• **THE PROBLEM**
Return the lines below verbatim, beginning at the line containing "Locate multicolored sneaker." and continuing through the line containing "585,338,818,453", both included.

==== ENTRIES SHOWN ====

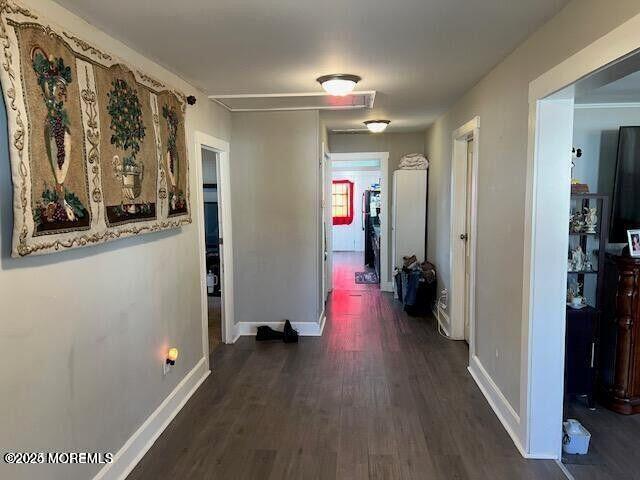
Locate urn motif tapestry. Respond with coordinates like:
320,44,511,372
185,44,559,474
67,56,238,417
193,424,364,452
0,0,191,256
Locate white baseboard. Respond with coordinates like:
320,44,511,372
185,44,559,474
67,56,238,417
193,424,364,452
236,318,326,337
380,282,393,292
318,308,327,337
556,459,576,480
93,357,211,480
469,356,531,458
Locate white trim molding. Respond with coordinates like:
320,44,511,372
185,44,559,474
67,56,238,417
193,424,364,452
469,355,527,458
93,357,211,480
573,102,640,110
448,116,480,346
236,313,326,337
192,131,235,348
326,152,393,284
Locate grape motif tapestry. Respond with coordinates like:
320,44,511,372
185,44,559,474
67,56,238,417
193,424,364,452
0,0,191,257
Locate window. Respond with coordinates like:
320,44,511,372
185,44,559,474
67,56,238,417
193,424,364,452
331,180,353,225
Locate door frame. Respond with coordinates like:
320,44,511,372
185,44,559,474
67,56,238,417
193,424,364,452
325,152,393,292
450,116,480,350
320,142,333,300
193,131,238,362
524,15,640,460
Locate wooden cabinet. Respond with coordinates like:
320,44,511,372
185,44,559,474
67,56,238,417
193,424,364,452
599,256,640,415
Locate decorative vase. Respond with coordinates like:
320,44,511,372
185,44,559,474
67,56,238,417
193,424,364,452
167,151,178,192
44,123,71,185
112,155,144,201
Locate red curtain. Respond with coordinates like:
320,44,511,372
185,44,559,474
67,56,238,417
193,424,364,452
331,180,353,225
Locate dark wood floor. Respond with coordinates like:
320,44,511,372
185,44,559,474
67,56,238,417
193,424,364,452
563,402,640,480
129,254,564,480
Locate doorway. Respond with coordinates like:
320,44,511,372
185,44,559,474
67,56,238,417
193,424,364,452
450,117,480,348
518,16,640,464
202,147,223,354
194,132,237,359
325,152,392,291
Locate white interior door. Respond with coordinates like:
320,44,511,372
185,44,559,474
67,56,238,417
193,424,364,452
464,137,474,343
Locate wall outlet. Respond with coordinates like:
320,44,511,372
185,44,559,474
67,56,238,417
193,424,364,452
438,288,449,311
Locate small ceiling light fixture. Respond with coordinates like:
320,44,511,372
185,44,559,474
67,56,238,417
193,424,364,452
364,120,391,133
317,73,362,97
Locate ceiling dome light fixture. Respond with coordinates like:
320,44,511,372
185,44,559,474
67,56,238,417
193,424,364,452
317,73,362,97
364,120,391,133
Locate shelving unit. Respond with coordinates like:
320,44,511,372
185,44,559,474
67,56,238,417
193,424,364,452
565,193,609,407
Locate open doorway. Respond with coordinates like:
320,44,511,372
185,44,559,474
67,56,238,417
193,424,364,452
520,18,640,478
194,132,237,361
329,153,388,290
562,58,640,478
202,147,223,354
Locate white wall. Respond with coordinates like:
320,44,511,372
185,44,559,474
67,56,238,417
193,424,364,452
231,111,321,323
573,104,640,199
333,171,380,252
0,0,231,480
426,0,640,414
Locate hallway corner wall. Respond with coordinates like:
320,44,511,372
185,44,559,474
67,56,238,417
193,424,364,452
0,0,231,480
425,0,640,446
231,111,322,334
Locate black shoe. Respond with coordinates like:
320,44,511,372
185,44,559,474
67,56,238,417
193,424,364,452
282,320,298,343
256,326,286,342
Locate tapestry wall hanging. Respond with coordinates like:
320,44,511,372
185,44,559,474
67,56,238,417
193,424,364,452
0,0,191,256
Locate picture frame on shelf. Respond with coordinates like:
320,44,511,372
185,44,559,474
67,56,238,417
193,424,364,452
627,229,640,258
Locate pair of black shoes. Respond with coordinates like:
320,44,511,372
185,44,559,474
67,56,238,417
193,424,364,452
256,320,298,343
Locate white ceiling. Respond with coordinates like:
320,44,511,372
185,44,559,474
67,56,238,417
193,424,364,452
57,0,568,131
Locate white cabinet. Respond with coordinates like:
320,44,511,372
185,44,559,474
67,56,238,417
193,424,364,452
391,170,427,268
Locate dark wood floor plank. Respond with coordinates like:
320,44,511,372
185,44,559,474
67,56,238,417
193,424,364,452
128,253,564,480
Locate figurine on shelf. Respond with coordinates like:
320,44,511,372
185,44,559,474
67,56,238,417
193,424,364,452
567,283,585,308
569,212,585,233
569,245,587,272
584,207,598,233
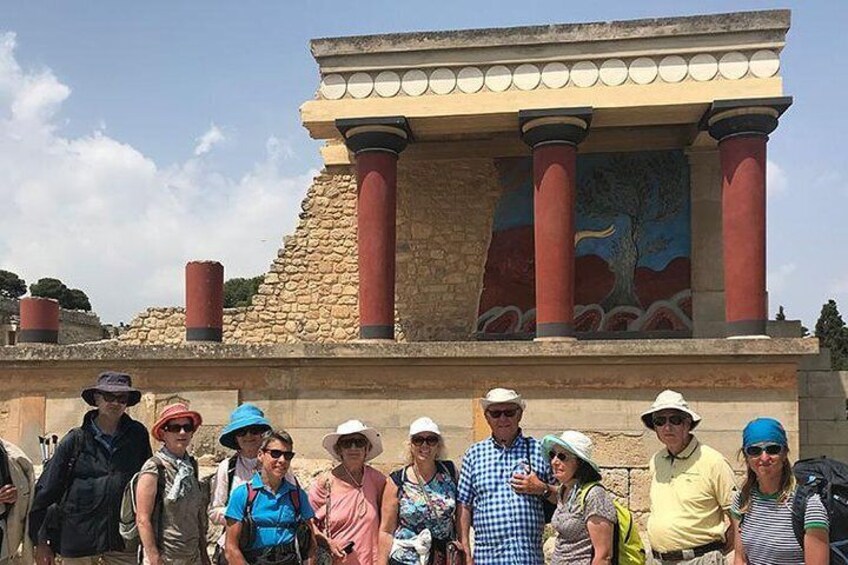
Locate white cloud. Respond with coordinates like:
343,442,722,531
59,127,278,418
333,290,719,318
0,34,315,322
766,159,789,196
194,123,227,156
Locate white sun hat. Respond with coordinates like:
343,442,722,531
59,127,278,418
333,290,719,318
480,388,526,410
321,420,383,461
642,390,701,430
542,430,601,473
409,416,442,437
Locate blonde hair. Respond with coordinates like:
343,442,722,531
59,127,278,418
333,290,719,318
739,447,795,514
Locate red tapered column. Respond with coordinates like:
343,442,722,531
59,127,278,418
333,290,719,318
519,108,592,340
708,98,791,337
336,118,409,340
186,261,224,341
17,296,59,343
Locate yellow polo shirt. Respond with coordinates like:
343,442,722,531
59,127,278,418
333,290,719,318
648,437,736,553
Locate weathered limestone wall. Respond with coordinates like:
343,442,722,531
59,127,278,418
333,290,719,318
798,349,848,461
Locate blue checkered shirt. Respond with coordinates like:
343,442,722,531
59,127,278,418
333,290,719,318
457,430,553,565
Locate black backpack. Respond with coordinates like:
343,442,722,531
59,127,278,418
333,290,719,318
792,457,848,565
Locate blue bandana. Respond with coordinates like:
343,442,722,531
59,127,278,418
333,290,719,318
742,418,789,449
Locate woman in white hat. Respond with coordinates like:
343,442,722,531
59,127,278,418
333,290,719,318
309,420,386,565
378,418,457,565
542,430,616,565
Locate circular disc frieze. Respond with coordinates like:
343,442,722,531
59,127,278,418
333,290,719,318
456,67,484,94
321,74,347,100
628,57,658,84
400,69,427,96
486,65,512,92
571,61,598,88
659,55,689,82
542,63,568,88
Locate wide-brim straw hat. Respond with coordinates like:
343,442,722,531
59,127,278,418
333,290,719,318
218,404,271,450
321,420,383,461
150,402,203,441
642,390,701,430
80,371,141,406
542,430,601,473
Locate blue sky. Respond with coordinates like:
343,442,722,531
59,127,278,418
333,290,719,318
0,0,848,325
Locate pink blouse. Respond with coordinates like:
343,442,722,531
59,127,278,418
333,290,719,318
309,465,386,565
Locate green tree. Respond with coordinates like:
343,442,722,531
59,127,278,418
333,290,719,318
0,269,26,298
224,275,265,308
815,299,848,371
29,277,91,312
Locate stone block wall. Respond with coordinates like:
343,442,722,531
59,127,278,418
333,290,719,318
798,349,848,462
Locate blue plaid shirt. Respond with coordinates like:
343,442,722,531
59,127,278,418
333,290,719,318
457,430,553,565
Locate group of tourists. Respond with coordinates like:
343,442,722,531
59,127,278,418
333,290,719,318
0,372,831,565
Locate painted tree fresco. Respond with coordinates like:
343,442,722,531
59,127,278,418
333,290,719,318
477,151,692,339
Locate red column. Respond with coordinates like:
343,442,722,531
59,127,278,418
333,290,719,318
356,151,397,339
336,117,410,340
704,97,792,337
17,296,59,343
533,144,577,338
518,108,592,340
186,261,224,341
719,136,768,335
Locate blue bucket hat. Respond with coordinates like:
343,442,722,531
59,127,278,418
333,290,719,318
742,418,789,449
218,404,271,450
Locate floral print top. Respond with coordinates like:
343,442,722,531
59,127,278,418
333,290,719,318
389,461,457,565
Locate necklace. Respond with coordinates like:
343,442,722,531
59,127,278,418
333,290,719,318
342,463,365,488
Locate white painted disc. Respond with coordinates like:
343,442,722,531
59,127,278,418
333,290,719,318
347,73,374,98
629,57,658,84
571,61,598,88
486,65,512,92
430,67,456,94
374,71,400,98
751,49,780,78
512,63,542,90
599,59,627,86
400,69,427,96
718,51,748,80
456,67,485,94
660,55,689,82
321,74,347,100
542,63,568,88
689,53,718,82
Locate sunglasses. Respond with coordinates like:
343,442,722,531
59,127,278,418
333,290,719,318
262,449,294,461
339,437,368,449
548,451,576,463
411,436,439,447
486,408,518,420
162,422,194,434
651,414,686,428
236,426,267,437
745,443,783,457
97,392,130,404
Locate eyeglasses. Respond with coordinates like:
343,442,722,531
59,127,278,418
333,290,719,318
486,408,518,420
411,436,439,447
262,449,294,461
162,422,194,434
236,426,268,437
548,451,576,463
338,437,368,449
651,414,686,428
745,443,783,457
97,392,130,404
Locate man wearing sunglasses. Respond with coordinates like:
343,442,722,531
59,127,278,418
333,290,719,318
642,390,736,565
29,371,151,565
457,388,554,565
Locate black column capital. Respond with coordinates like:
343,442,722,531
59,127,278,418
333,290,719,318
700,96,792,141
518,107,592,148
336,116,412,155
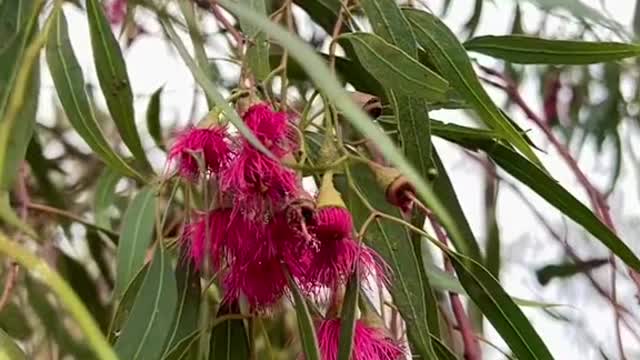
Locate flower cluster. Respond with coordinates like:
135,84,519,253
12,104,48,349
169,103,385,312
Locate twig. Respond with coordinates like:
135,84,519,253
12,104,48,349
480,66,640,360
405,195,482,360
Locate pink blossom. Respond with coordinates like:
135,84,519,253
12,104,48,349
304,207,387,290
183,209,234,270
105,0,127,25
169,126,231,180
316,319,405,360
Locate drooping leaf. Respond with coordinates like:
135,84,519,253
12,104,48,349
93,167,121,229
433,121,640,270
404,9,540,164
536,258,609,285
47,12,144,180
115,245,178,360
86,0,151,171
209,303,251,360
240,0,271,81
338,165,438,359
338,270,360,360
340,33,448,101
114,187,156,298
147,87,165,150
287,272,322,360
0,329,27,360
464,35,640,65
449,252,553,360
164,257,201,356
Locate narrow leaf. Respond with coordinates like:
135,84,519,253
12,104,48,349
165,257,201,355
209,303,251,360
47,11,144,180
93,168,121,229
0,329,27,360
86,0,151,170
338,270,360,360
147,87,165,150
340,33,448,100
464,35,640,65
449,252,553,360
287,272,322,360
240,0,271,81
115,188,156,298
115,247,178,360
404,9,540,164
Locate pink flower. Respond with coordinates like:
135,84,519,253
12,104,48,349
169,126,231,180
220,104,300,223
304,207,386,290
105,0,127,25
224,256,288,311
316,319,405,360
183,209,234,270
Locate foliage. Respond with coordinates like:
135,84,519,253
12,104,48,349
0,0,640,360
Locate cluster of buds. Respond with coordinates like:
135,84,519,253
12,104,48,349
168,103,404,359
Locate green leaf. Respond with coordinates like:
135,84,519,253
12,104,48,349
293,0,342,34
434,122,640,271
360,0,418,58
449,252,553,360
115,187,156,298
93,167,121,229
340,165,438,359
178,0,220,108
0,329,27,360
0,0,40,191
219,0,463,322
87,0,151,171
209,303,251,360
287,272,322,360
115,245,178,360
47,11,145,181
147,87,165,150
338,269,360,360
404,9,541,166
164,256,201,356
340,33,448,101
240,0,271,81
160,14,272,156
464,35,640,65
536,258,609,285
107,265,149,342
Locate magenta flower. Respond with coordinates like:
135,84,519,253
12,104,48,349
183,209,234,270
316,319,405,360
224,256,288,311
220,104,300,223
169,126,231,180
105,0,127,25
304,207,386,290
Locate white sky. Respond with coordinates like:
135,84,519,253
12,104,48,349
46,0,640,360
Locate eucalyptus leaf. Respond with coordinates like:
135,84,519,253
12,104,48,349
464,35,640,65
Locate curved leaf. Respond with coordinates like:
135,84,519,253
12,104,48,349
404,9,541,166
87,0,151,170
0,329,27,360
340,33,448,100
448,252,553,360
464,35,640,65
147,87,165,150
47,11,145,181
115,247,178,360
115,187,156,298
286,272,322,360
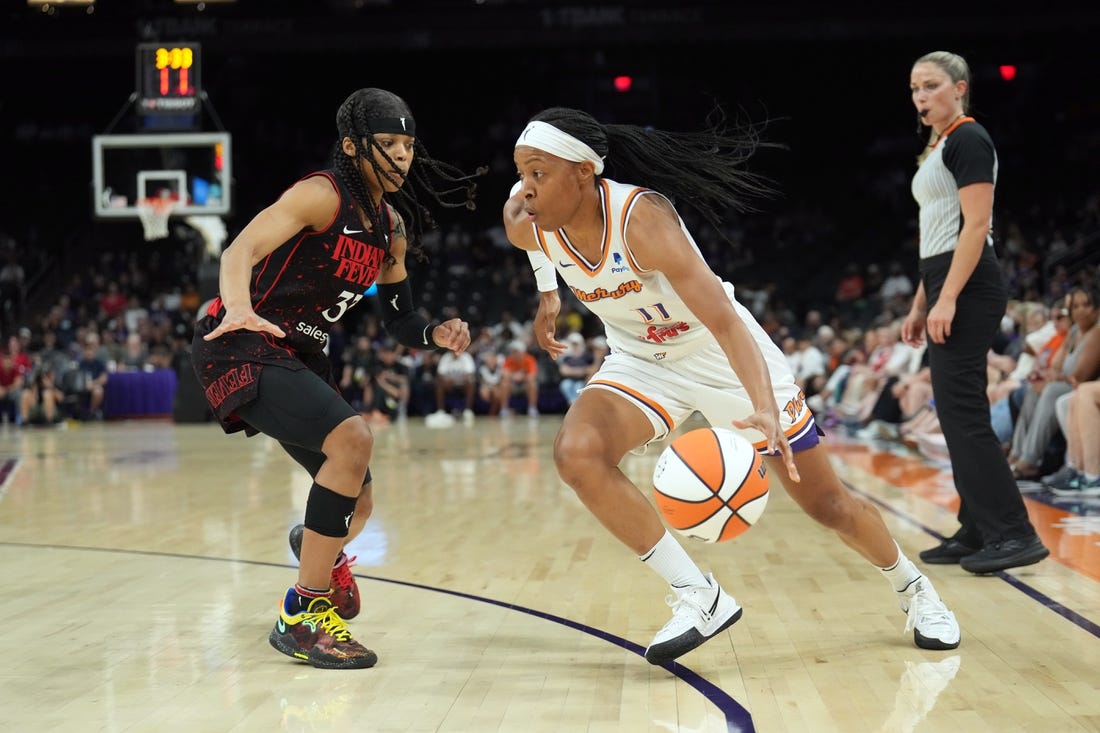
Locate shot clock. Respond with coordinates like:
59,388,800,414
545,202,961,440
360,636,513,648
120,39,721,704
136,42,202,114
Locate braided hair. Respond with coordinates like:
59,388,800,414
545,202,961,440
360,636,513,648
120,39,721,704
530,107,782,232
332,88,488,263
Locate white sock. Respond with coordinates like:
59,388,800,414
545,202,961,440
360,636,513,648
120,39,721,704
879,541,922,593
638,529,706,588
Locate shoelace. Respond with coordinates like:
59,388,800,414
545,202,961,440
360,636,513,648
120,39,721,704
308,605,351,642
904,590,950,634
664,588,711,621
332,555,359,590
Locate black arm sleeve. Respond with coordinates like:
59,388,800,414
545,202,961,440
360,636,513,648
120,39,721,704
378,277,439,349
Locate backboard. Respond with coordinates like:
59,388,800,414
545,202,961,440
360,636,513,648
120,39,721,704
91,132,233,219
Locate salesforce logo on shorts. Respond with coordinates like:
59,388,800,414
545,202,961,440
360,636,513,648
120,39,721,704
612,252,630,275
298,320,329,343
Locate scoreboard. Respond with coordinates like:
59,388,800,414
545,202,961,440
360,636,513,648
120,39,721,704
136,42,202,114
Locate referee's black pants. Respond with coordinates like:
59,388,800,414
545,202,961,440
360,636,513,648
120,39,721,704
921,247,1035,547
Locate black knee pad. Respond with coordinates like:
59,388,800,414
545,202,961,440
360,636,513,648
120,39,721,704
306,482,358,537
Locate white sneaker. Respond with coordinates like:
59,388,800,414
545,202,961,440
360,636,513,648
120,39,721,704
646,572,741,665
424,409,454,428
898,577,963,649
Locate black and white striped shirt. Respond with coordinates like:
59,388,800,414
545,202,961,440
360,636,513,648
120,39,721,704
912,121,997,259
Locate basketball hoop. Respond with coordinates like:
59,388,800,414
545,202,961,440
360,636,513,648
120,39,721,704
138,197,176,242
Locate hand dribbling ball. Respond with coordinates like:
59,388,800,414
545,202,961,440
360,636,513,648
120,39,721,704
653,427,768,543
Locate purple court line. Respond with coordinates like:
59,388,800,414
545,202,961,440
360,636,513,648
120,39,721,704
0,541,756,733
0,458,19,489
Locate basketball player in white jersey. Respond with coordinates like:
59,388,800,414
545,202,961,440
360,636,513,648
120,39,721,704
504,108,960,665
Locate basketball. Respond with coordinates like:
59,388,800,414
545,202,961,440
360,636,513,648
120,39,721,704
653,427,768,543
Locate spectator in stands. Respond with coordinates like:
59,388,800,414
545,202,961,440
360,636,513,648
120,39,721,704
22,364,65,425
99,280,129,322
71,331,108,420
477,351,506,415
1009,287,1100,480
340,336,376,413
503,107,960,665
1043,380,1100,496
902,52,1051,573
371,339,410,423
0,249,26,324
498,339,539,417
0,350,26,425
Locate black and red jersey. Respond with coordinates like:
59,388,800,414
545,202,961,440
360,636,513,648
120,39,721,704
191,171,396,434
207,171,394,352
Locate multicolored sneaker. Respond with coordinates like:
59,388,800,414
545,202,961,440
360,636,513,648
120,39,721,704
289,524,360,621
267,588,378,669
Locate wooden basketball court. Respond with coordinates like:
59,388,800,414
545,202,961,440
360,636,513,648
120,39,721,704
0,416,1100,733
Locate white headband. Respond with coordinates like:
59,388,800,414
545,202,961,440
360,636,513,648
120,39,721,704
516,122,604,175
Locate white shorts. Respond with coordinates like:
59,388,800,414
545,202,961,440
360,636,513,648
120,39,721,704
585,338,818,453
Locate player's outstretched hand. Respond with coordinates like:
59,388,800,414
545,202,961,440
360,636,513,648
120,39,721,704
534,291,569,361
431,318,470,353
733,409,802,481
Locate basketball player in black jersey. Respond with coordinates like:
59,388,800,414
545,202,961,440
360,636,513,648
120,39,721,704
194,89,484,669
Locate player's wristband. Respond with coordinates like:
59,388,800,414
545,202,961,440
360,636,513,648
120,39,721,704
527,250,558,293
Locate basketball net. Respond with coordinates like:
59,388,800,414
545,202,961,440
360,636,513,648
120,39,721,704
138,197,176,242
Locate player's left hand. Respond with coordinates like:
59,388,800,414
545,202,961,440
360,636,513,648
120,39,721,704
431,318,470,353
733,409,802,481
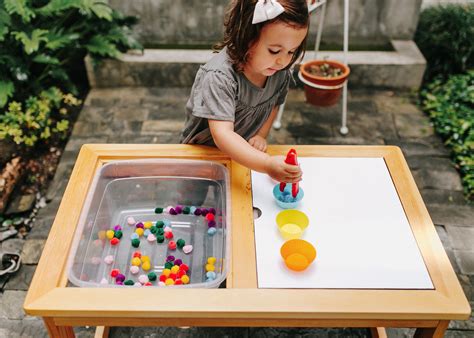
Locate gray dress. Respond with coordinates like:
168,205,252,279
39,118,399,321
181,48,291,146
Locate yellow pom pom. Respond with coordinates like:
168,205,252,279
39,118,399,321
206,264,216,271
142,262,151,271
105,230,115,239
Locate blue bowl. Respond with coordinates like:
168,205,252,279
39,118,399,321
273,183,304,209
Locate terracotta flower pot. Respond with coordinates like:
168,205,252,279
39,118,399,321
298,60,350,107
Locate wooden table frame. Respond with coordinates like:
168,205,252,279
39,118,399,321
24,144,471,337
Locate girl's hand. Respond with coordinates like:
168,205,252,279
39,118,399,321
265,156,303,183
249,135,267,152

====

• **FINISHED ANSWER**
Locate multicolored sneaker. Respond with coordinates like:
59,388,800,414
545,202,961,440
360,636,513,648
120,39,721,704
289,524,360,621
267,588,378,669
Locate wooden basketball court. Respond with coordinates like:
59,388,800,414
545,202,961,440
360,636,513,648
120,39,721,704
0,416,1100,733
Locate white headband. Respond with coordinates like:
59,388,800,414
545,202,961,440
360,636,513,648
120,39,721,704
516,122,604,175
Locate white shorts. Respond with coordinates like:
59,388,800,414
545,202,961,440
360,636,513,648
120,39,721,704
585,338,818,453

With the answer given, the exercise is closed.